>>>>

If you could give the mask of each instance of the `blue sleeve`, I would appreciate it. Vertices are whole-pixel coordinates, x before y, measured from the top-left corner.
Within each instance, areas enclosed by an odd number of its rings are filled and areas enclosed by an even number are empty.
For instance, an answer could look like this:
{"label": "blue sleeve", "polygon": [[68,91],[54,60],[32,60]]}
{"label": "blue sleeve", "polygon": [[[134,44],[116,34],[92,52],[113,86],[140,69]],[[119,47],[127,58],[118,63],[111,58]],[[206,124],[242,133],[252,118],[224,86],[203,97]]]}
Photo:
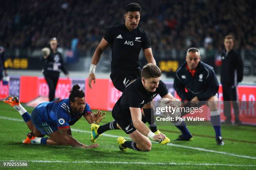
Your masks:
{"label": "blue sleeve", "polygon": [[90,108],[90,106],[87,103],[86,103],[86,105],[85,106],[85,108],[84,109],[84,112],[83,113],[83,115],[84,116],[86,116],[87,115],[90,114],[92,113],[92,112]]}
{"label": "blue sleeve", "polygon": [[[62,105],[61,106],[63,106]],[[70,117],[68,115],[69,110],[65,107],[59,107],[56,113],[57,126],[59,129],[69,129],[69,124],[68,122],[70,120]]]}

<<<<
>>>>

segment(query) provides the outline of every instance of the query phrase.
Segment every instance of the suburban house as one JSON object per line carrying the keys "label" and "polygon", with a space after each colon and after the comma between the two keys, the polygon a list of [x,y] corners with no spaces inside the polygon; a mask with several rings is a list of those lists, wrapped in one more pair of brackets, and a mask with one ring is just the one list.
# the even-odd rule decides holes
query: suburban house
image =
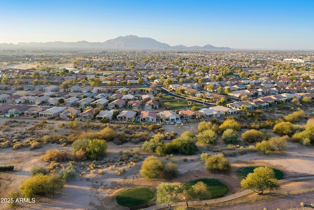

<<<<
>>>>

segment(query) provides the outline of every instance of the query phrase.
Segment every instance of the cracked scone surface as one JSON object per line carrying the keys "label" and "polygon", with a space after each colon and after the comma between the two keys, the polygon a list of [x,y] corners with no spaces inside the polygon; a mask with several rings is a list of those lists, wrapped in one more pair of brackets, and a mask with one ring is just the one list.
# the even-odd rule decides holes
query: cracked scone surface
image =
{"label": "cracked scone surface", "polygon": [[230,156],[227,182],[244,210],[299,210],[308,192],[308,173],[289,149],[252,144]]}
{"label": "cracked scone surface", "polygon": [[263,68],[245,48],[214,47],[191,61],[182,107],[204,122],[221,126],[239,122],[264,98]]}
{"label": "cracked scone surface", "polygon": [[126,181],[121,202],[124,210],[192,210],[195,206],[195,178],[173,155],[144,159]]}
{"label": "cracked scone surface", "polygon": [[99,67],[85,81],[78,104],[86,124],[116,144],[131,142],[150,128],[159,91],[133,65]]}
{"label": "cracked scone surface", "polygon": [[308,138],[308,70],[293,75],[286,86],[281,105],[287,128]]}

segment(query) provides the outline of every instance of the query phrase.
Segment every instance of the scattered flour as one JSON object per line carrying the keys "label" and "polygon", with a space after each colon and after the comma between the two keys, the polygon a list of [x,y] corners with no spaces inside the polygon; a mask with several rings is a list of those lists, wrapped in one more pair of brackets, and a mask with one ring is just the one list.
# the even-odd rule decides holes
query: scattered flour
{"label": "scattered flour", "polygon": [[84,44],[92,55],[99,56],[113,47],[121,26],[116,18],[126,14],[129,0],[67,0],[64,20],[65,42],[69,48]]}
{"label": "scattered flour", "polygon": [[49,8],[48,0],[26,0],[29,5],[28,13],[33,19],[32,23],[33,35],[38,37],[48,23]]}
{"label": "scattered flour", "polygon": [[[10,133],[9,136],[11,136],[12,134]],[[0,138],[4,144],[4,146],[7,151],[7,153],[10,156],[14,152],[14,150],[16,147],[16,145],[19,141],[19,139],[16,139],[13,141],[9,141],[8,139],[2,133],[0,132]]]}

<<<<

▶ _Stated exercise_:
Where in the material above does the word "could" appear? Copy every line that contains it, treating uppercase and lowercase letters as different.

▶ _Exercise response_:
If you could give the mask of each instance of the `blue sleeve`, I would appreciate it. Vertices are whole-pixel coordinates, x before y, measured from the top-left corner.
For instance, an answer could look like this:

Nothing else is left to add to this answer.